WORK INSTRUCTIONS
Nothing but the lines from the one that contains "Tag the beige" to the end of the records should be printed, both ends included, exactly as given.

------ DATA RECORDS ------

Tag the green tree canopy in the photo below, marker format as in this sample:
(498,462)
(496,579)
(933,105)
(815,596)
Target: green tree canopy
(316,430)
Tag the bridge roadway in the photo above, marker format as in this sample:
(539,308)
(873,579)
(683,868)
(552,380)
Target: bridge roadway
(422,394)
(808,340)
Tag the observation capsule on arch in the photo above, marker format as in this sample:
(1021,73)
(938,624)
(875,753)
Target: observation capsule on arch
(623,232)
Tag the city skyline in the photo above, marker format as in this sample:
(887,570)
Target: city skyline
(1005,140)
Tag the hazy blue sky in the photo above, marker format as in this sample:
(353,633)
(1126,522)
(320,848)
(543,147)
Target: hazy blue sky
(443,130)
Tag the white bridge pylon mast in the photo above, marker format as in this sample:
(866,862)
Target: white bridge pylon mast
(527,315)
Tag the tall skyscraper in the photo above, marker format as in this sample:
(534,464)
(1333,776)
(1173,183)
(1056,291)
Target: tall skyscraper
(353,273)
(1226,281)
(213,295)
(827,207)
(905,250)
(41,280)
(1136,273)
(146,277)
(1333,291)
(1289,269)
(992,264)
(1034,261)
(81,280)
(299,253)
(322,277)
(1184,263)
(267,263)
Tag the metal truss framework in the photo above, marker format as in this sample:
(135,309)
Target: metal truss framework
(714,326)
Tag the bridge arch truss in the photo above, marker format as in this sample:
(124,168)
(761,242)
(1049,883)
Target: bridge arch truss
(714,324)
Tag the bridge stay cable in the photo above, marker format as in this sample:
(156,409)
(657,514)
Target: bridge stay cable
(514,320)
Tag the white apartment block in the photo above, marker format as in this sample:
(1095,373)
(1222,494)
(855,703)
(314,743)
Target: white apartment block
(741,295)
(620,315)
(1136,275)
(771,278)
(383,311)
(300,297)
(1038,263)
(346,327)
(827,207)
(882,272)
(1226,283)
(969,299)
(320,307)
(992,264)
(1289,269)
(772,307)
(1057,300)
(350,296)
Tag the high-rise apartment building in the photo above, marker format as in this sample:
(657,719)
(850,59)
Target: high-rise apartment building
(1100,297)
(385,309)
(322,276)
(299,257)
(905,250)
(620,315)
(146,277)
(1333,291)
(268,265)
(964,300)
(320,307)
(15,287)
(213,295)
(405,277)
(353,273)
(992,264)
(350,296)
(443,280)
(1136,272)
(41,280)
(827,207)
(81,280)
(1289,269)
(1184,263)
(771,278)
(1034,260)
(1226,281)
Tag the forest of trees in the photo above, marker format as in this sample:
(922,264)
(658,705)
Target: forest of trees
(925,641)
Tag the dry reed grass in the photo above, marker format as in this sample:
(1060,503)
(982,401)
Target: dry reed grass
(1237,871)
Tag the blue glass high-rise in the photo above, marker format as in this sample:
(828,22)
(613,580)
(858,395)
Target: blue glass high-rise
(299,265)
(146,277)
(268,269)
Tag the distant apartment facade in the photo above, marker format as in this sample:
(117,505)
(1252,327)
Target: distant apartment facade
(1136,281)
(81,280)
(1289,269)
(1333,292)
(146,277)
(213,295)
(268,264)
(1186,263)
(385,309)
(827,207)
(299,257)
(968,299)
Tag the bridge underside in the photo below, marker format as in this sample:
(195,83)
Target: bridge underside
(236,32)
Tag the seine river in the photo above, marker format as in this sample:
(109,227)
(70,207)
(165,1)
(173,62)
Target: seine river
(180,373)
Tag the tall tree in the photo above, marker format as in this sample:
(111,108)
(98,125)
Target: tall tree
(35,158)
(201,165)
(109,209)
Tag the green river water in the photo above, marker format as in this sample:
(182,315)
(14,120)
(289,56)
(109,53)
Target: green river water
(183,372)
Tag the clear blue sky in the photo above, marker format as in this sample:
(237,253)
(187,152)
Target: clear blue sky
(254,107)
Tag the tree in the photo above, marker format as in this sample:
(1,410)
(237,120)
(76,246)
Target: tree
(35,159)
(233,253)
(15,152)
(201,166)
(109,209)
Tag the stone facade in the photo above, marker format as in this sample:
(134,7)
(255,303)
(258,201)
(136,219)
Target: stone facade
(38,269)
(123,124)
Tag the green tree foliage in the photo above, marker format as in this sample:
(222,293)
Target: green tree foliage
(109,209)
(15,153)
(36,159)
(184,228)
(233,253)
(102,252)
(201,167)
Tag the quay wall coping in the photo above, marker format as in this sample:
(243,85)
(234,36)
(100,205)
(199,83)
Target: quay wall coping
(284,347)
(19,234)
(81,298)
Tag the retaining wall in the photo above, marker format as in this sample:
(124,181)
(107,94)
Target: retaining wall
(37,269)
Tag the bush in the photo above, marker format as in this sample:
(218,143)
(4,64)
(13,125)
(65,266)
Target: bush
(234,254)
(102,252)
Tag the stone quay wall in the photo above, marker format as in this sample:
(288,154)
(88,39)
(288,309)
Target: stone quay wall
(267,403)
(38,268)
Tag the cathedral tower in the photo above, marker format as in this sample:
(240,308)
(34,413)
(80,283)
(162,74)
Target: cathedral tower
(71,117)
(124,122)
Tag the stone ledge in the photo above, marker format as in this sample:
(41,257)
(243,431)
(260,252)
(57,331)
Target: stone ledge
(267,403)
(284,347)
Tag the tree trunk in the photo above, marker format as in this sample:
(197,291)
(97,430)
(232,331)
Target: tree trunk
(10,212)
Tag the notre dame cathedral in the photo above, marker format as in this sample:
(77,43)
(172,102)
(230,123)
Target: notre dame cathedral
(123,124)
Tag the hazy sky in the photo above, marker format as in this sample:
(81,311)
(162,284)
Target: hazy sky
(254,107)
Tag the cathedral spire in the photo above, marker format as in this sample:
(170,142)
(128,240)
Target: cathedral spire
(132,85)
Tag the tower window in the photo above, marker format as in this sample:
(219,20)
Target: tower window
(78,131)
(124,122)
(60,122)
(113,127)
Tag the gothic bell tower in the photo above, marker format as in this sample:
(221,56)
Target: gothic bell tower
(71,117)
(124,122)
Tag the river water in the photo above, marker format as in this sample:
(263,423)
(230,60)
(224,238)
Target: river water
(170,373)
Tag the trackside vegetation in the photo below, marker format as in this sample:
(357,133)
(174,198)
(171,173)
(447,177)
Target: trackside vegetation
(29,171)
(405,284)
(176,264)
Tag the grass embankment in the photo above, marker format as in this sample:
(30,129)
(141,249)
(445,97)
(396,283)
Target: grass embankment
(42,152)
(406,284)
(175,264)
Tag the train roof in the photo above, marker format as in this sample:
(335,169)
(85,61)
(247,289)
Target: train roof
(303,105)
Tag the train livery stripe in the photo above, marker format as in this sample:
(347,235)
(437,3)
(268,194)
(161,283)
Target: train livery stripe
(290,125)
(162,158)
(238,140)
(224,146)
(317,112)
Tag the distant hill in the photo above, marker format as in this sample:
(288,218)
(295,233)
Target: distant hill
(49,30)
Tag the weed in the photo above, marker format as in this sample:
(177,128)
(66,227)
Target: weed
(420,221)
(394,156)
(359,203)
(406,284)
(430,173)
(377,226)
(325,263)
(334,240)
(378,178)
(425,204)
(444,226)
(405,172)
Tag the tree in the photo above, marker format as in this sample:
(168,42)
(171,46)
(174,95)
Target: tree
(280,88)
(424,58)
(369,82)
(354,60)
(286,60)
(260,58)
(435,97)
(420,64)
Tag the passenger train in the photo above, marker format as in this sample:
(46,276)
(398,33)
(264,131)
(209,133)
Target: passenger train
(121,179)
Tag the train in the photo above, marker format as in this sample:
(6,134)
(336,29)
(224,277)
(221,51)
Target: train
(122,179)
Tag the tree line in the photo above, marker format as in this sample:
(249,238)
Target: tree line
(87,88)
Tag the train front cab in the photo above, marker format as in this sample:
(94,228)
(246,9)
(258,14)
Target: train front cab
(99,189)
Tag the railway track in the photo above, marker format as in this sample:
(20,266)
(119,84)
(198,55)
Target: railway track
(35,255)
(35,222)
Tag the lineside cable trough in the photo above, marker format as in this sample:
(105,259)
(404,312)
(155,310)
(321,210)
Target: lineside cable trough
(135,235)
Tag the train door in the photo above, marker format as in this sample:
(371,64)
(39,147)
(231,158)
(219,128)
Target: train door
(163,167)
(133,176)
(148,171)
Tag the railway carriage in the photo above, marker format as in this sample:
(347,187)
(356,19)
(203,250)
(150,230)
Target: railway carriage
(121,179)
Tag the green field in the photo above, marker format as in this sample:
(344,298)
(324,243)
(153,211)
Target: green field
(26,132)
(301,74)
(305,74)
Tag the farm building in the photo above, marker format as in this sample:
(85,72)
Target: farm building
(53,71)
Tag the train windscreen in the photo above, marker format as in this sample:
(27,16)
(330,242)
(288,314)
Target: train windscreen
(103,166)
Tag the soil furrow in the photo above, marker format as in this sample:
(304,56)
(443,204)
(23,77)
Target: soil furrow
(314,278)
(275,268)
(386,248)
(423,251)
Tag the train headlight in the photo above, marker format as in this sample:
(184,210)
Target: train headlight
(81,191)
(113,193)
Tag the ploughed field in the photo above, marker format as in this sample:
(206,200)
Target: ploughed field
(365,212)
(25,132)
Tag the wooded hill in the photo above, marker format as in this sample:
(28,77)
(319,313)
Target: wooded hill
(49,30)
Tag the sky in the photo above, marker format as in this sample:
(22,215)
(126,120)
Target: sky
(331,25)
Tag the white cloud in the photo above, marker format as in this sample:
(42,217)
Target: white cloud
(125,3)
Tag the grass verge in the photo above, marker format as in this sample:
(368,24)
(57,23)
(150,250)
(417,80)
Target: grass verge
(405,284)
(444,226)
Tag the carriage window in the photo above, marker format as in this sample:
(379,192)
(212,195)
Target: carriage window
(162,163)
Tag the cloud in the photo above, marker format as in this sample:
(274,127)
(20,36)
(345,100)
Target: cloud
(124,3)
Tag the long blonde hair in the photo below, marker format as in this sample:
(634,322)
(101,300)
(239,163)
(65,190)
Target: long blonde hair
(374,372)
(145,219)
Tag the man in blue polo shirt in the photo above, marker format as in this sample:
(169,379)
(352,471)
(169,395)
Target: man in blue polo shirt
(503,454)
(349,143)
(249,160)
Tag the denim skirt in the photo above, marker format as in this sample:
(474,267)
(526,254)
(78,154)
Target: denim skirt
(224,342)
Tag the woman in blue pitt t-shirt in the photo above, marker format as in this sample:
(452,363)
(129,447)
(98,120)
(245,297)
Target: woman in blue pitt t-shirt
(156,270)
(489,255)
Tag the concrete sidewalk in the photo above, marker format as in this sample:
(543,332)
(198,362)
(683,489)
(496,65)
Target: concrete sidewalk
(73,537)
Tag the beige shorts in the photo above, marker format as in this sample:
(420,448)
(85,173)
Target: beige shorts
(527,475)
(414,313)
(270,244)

------

REPLY
Tag the beige shorts in the photo above, marker format as in this sample:
(420,448)
(85,173)
Target: beige shorts
(527,475)
(414,313)
(270,244)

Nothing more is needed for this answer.